Start of Quoted text

The section given in fig. 2 will assist in rendering this description clearer. A is the terreplein of the body of the place, B is the parapet, C the masonry revetment of the scarp, D the ditch, E the cunette^[2] a smaller and deeper ditch drawn across the middle of the larger one, F the masonry revetment of the counterscarp, G the covered way, H the glacis. The steps shown behind the parapet and glacis are called banquettes, and serve as stands for infantry to step on and fire over the protecting parapet. It will be readily observed from the diagram that the guns placed on the flanks of the bastions sweep the whole ditch in front of the adjoining bastions. Thus the face a’ b’ is covered by the fire of the flank c” e”, and the face a’ c’ by the flank b d. On the other hand, the inner faces of two adjoining bastions cover the faces of the ravelin between them, by keeping the ditch in front of the ravelin under their fire. Thus there is no portion of the ditch unprotected by a flanking fire; in this consists the original and great step in advance by which the bastionary system inaugurates a new epoch in the history of fortification.

The inventor of bastions is not known, nor is the precise date at which they were introduced; the only thing certain is that they were invented in Italy, and that San Michèle in 1527 constructed two bastions in the rampart of Verona. All statements respecting earlier bastions are doubtful. The systems of bastionary fortification are classed under several national schools; the first to be mentioned is of course that which invented bastions, the Italian. The first Italian bastions bore the stamp of their origin; they were nothing but polygonal towers or roundels; they scarcely altered the former character of the fortification, except as regarded the flanking fire.

End of Quoted text

Task 1: In the passage on bastionary fortification, rewrite everything from "The inventor of" down to "the flanking fire.", substituting "bulwarks" for "bastions".
Task 2: Translate this sentence from the passage on bastionary fortification into Spanish: "All statements respecting earlier bastions are doubtful."
Task 3: Write the next part of the passage on bastionary fortification, picking up after its final sentence.
The listing has nothing to do with the passage on bastionary fortification.

Start of Record excerpts

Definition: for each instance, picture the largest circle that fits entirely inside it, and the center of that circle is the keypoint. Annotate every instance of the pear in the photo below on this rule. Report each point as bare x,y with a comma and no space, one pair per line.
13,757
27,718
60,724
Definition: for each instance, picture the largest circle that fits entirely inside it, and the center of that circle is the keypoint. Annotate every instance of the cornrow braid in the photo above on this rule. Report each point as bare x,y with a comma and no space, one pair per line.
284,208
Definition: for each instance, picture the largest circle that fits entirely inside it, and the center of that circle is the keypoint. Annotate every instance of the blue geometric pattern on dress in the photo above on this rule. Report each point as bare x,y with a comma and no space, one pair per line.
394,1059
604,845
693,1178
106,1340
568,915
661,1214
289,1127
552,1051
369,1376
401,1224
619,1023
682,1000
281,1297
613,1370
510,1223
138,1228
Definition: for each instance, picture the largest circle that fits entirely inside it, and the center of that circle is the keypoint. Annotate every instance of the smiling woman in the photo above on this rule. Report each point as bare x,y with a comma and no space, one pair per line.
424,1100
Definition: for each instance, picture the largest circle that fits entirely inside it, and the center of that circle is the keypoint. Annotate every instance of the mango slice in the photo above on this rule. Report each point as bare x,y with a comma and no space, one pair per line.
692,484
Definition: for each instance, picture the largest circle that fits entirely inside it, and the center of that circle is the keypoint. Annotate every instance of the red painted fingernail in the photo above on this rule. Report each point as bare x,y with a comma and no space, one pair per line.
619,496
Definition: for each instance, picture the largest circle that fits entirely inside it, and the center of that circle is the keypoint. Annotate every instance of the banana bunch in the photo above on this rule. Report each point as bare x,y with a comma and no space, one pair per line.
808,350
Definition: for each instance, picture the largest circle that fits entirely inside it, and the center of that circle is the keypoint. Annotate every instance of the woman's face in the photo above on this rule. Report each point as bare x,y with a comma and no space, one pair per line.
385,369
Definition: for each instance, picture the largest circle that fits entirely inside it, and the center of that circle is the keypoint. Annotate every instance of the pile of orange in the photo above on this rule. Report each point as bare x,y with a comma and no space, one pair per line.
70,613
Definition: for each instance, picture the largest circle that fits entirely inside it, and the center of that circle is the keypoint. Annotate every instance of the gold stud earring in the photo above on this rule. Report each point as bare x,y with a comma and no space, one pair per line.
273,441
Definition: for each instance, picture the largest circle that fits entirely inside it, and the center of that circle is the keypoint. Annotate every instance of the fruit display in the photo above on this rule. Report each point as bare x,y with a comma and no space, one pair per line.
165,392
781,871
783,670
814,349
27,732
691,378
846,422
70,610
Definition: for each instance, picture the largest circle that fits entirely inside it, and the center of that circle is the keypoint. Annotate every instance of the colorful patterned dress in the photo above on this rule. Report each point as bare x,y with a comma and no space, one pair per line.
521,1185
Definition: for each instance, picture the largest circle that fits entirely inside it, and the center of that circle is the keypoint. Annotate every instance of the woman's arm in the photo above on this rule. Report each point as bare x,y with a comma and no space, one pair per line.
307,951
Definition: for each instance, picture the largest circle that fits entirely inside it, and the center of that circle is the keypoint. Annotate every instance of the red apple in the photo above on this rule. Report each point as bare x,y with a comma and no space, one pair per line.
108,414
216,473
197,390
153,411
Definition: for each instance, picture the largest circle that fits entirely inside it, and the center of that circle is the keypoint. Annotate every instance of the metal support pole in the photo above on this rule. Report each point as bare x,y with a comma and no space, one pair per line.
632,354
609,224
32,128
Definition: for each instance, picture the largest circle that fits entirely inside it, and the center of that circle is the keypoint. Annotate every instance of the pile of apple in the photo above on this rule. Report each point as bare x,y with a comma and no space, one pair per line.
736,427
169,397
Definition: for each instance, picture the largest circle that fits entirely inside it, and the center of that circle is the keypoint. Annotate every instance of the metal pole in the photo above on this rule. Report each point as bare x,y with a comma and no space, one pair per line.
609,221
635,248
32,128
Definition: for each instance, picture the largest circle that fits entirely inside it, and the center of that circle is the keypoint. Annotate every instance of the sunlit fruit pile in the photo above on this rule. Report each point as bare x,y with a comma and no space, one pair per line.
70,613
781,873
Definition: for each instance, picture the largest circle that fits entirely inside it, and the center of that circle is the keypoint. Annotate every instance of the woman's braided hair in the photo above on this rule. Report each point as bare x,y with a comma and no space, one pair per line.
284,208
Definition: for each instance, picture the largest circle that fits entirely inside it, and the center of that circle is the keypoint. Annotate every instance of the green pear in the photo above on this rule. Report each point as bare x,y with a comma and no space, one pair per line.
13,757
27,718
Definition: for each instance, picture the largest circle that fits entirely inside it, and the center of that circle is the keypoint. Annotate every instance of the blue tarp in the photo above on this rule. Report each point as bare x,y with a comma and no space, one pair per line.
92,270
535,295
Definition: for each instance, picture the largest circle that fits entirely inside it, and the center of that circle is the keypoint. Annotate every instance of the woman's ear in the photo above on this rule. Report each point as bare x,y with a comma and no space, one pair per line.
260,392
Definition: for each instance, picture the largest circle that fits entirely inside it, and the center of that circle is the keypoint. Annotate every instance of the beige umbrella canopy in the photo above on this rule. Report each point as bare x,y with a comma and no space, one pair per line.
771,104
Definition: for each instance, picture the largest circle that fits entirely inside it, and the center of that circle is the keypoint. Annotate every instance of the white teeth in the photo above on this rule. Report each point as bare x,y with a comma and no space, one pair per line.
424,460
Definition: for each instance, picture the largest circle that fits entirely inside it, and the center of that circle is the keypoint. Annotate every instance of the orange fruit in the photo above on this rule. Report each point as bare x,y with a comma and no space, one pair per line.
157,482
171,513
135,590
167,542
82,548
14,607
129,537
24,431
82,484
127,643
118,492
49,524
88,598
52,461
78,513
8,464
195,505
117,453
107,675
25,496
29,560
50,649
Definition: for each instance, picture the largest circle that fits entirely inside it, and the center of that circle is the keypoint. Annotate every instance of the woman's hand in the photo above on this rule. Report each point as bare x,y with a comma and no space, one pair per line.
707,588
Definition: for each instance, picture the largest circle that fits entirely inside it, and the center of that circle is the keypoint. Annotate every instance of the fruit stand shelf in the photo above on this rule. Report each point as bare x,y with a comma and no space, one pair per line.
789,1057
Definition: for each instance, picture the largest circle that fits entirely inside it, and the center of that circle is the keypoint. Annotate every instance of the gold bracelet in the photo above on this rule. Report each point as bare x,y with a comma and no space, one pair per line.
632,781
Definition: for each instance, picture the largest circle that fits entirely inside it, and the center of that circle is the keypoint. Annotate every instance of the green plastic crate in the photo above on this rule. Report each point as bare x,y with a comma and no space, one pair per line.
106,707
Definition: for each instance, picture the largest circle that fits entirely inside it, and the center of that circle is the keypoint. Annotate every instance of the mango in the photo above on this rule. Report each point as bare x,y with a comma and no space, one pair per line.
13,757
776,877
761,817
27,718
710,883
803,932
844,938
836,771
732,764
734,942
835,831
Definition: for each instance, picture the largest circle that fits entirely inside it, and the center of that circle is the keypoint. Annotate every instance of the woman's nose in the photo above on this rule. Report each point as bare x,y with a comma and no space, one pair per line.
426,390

End of Record excerpts

Task response 1:
The inventor of bulwarks is not known, nor is the precise date at which they were introduced; the only thing certain is that they were invented in Italy, and that San Michèle in 1527 constructed two bulwarks in the rampart of Verona. All statements respecting earlier bulwarks are doubtful. The systems of bastionary fortification are classed under several national schools; the first to be mentioned is of course that which invented bulwarks, the Italian. The first Italian bulwarks bore the stamp of their origin; they were nothing but polygonal towers or roundels; they scarcely altered the former character of the fortification, except as regarded the flanking fire.

Task response 2: Todas las afirmaciones relativas a bastiones anteriores son dudosas.

Task response 3:
The enceinte remained a masonry wall, exposed to the direct fire of the enemy; the rampart of earth thrown up behind served chiefly to give room to place and handle artillery, and its inner slope was also revetted with masonry, as in the old town walls. It was not till a later day that the parapet was constructed of earthworks, but even then the whole of its outer slope up to the top was revetted with masonry exposed to the direct fire of the enemy. The curtains were very long, from 300 to 550 yards. The bastions were very small, the size of large roundels, the flanks always perpendicular to the curtains. Now as it is a rule in fortification that the best flanking fire always comes from a line perpendicular to the line to be flanked, it is evident that the chief object of the old Italian flank was to cover, not the short and distant face of the adjoining bastion, but the long straight line of the curtain. Where the curtain became too long, a flat, obtuse-angled bastion was constructed on the middle of it, and called a platform (piatta forma).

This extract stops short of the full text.